Görev: Aşağıdaki mikrokredi projesiyle ilgili metni baştan sona, tek bir harfini bile değiştirmeden tekrar yazın.

Nobelli proje suçlanıyor
Zaman zaman “Amerika mektubu” başlığı altındaki yazılarını okuduğumuz Said Çakır, “Uzaklarda bulunan, fakat sizleri yakından takip eden okuyucunuz ve kardeşiniz” diye imzaladığı mesajında şöyle diyor:
“Zamanını hatırlayamadığım bir yazınızda, Nobel ödülü verilen Bangladeşli Prof. Dr. Muhammed Yunus’un mikrokredi projesi üzerine bir tahlil yapmıştınız. El Cezire’nin bildirdiğine göre, Bangladeş Devlet Başkanı Hasina Wajid de bu projeyi ‘yüksek faizle kazanç sağlamak’ ve ‘fakirlerin kanını emmek’ ile suçluyormuş.
“Haberi görünce aklıma sizin yazınız geldi. Paylaşmak istedim. Ilgili haberin adresi şöyle:
“http://english.aljazeera.net/indepth/opinion/2011/03/20113911535158522.html”
Said Çakır’ın bahsettiği yazı “Nobel ve Müslümanlar” başlığıyla 4.11.2006 günü yayınlanmıştı. Yazının Yunus’la ilgili kısmı ise şöyleydi:
“Ödülün ona verilmesinin sebebi, ‘fakirliği önleme’ amaçlı mikrokredi projesinin mimarı olması. AKP’li Aziz Akgül’ün kurduğu İsrafı Önleme Vakfı kanalıyla ve hükümet desteğiyle bazı Güneydoğu illerinde de uygulamaya konulan bu projeye Soros da destek veriyor.
“Bu uygulamada, 500-2 bin YTL mikro kredi dağıtılan fakir kadınların kendi işlerini kurmaları öngörülüyor. Yunus’a göre, proje 19 milyon yoksul Türkün hayatını kurtarabilir ve kadınların durumunu düzelterek, ‘radikal İslâmcı akımlar’ın önünü kesebilir.

Sağlanan veriler:
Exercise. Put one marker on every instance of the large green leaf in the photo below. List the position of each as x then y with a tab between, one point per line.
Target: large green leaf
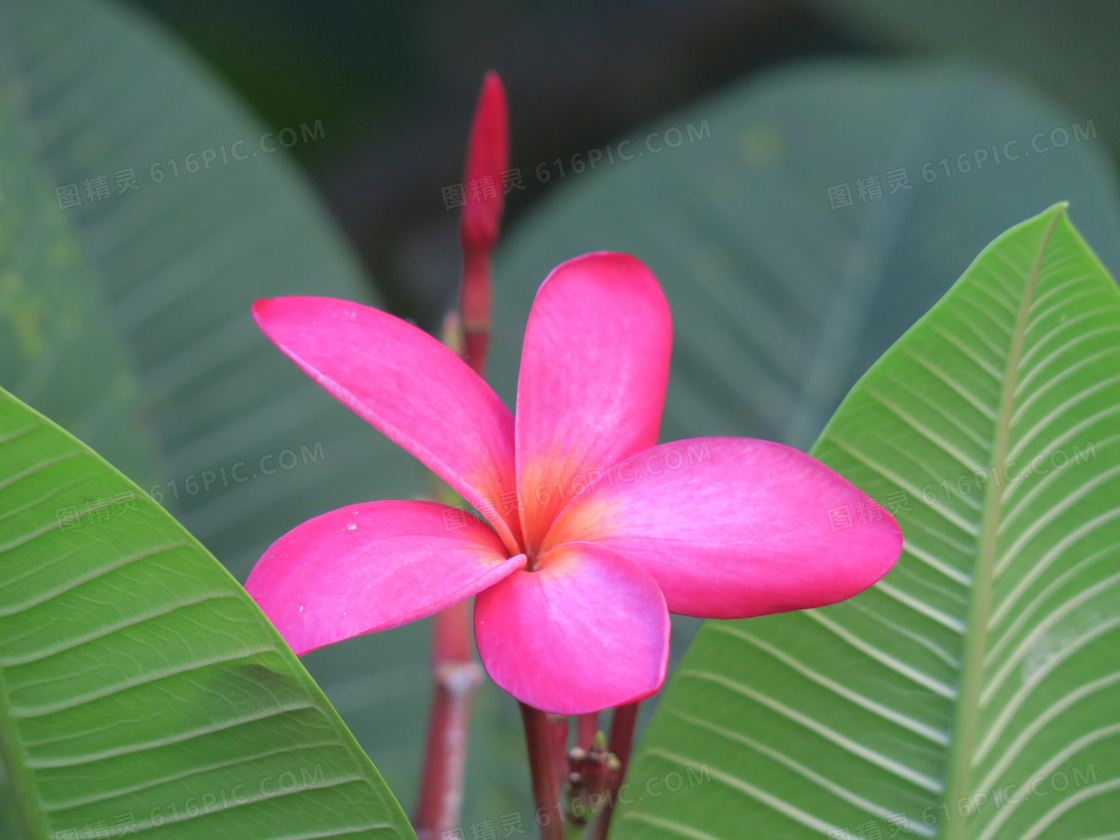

--

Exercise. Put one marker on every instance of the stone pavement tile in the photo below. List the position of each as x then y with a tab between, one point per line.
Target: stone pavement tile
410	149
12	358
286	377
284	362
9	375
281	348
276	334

Doğru cevap:
Nobelli proje suçlanıyor
Zaman zaman “Amerika mektubu” başlığı altındaki yazılarını okuduğumuz Said Çakır, “Uzaklarda bulunan, fakat sizleri yakından takip eden okuyucunuz ve kardeşiniz” diye imzaladığı mesajında şöyle diyor:
“Zamanını hatırlayamadığım bir yazınızda, Nobel ödülü verilen Bangladeşli Prof. Dr. Muhammed Yunus’un mikrokredi projesi üzerine bir tahlil yapmıştınız. El Cezire’nin bildirdiğine göre, Bangladeş Devlet Başkanı Hasina Wajid de bu projeyi ‘yüksek faizle kazanç sağlamak’ ve ‘fakirlerin kanını emmek’ ile suçluyormuş.
“Haberi görünce aklıma sizin yazınız geldi. Paylaşmak istedim. Ilgili haberin adresi şöyle:
“http://english.aljazeera.net/indepth/opinion/2011/03/20113911535158522.html”
Said Çakır’ın bahsettiği yazı “Nobel ve Müslümanlar” başlığıyla 4.11.2006 günü yayınlanmıştı. Yazının Yunus’la ilgili kısmı ise şöyleydi:
“Ödülün ona verilmesinin sebebi, ‘fakirliği önleme’ amaçlı mikrokredi projesinin mimarı olması. AKP’li Aziz Akgül’ün kurduğu İsrafı Önleme Vakfı kanalıyla ve hükümet desteğiyle bazı Güneydoğu illerinde de uygulamaya konulan bu projeye Soros da destek veriyor.
“Bu uygulamada, 500-2 bin YTL mikro kredi dağıtılan fakir kadınların kendi işlerini kurmaları öngörülüyor. Yunus’a göre, proje 19 milyon yoksul Türkün hayatını kurtarabilir ve kadınların durumunu düzelterek, ‘radikal İslâmcı akımlar’ın önünü kesebilir.